Parsing spanish family name - regex

A spanish family name consists of three parts:
The paternal name,
The optional maternal name,
The optional spouse's paternal name.
Each of these three parts is one single word that may be preceded by "De", "Del", "De La", "De Los" or "De Las". Each of these prefixes starts with a capital and there may be only one of them for each part. The spouse's paternal name is separated from the rest by the word "de" (no capital).
So valid family names would be:
Pérez
Pérez De León
López de López
De La Oca Ordóñez
Castillo Ramírez de Del Valle
I can parse these names with this regex:
^((?:De |Del |De La |De Los |De Las )?\w+)?( (?:De |Del |De La |De Los |De Las )?\w+)?( de (?:De |Del |De La |De Los |De Las )?\w+)?$
1.) Can this ugly regex be simplified?

▸ Given information

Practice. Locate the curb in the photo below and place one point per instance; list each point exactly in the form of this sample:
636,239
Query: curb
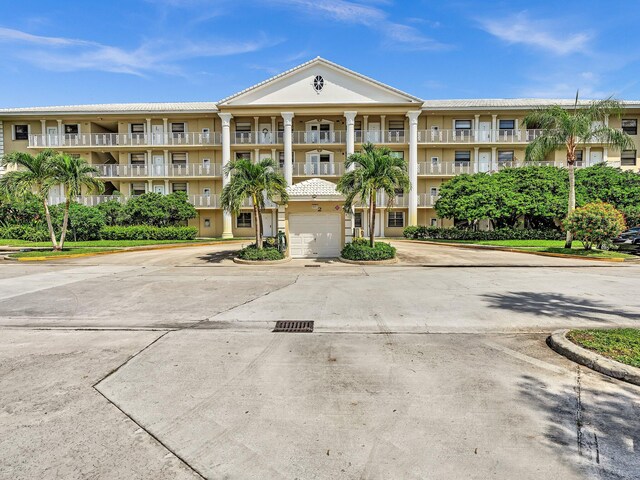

▸ Work to be completed
Resume the post on parsing Spanish family names with a regex, starting right after its last line.

▸ The answer
2.) When the paternal name is the same as the maternal name the word "y" is inserted between them. So "López y Lópey de De León" and "Pérez y Pérez" are both valid, but "López y Pérez" and "Gómez y de Gómez" are not. How can I capture this case?
Thank you very much.

The exact answer depends on what programming language and/or regex engine you're using, but for most implementations, you should be able to do the following:
(1.) Make a separate regex that matches a single part of a name and then include this in the final regex, e.g., in Perl:
my $name1 = qr/(?:De |Del |De La |De Los |De Las )?\w+/;
my $name2 = qr/^($name1)( $name1)?( de $name1)?$/;
(I assume you don't want the ? after the first capture, as otherwise you'd match the empty string.) $name2 is then the regex to match against.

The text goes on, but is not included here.